━━ Tekst strony

Dziś przedstawiamy dwie książki dla dzieci Erlenda Loe, norweskiego pisarza i scenarzysty, który mieszka i pracuje w Oslo!
Niestety nie udało nam się go spotkać, choć wypatrywaliśmy codziennie.
Głównym bohaterem obu książek jest Kurt, kierowca wózka widłowego.
Mężczyzna pracuje na nabrzeżu, wozi swoim wózkiem mnóstwo skrzyń. Jest bardzo dumny ze swojego pojazdu, uwielbia swoją pracę i jest generalnie szczęśliwym człowiekiem.
Kurt ma żonę, Annę-Lizę, która jest architektką i trójkę dzieci. Córkę Helenę i dwóch synów: Małego Kurta, uwielbiającego napoje gazowane oraz małego Buda, który jeszcze nie za wiele rozumie, bo jest malutki.

━━━━
━━ Rekordy danych

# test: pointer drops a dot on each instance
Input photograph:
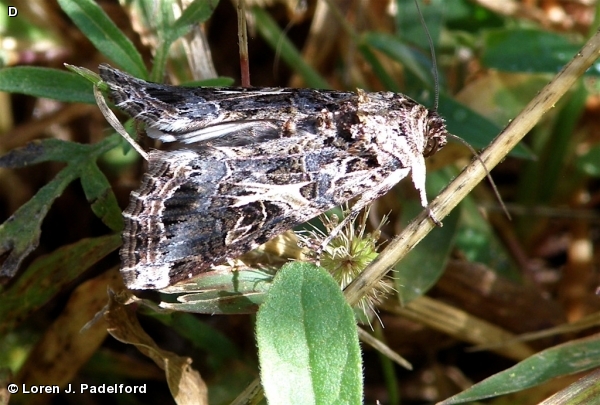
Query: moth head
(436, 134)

━━━━
━━ Rekordy danych

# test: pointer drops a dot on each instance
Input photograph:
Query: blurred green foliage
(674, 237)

━━━━

Zadania do wykonania:
[1] Przedstaw akapit z tekstu strony zaczynający się od słów „Kurt ma żonę” w formie listy, zachowując jego główne informacje.
[2] Przetłumacz na język angielski zdanie z tekstu strony: „Głównym bohaterem obu książek jest Kurt, kierowca wózka widłowego.”
[3] Przepisz fragment tekstu strony, zaczynając od „Głównym bohaterem obu” i kończąc na „generalnie szczęśliwym człowiekiem.”, a słowo „nabrzeżu” zastąp słowem „lotnisku”.

Oczekiwane odpowiedzi:
[1]
- Żona: Anna-Liza, architektka
- Córka: Helena
- Syn: Mały Kurt, uwielbia napoje gazowane
- Syn: mały Bud, jest malutki i jeszcze nie za wiele rozumie

[2] The main character of both books is Kurt, a forklift driver.

[3]
Głównym bohaterem obu książek jest Kurt, kierowca wózka widłowego.
Mężczyzna pracuje na lotnisku, wozi swoim wózkiem mnóstwo skrzyń. Jest bardzo dumny ze swojego pojazdu, uwielbia swoją pracę i jest generalnie szczęśliwym człowiekiem.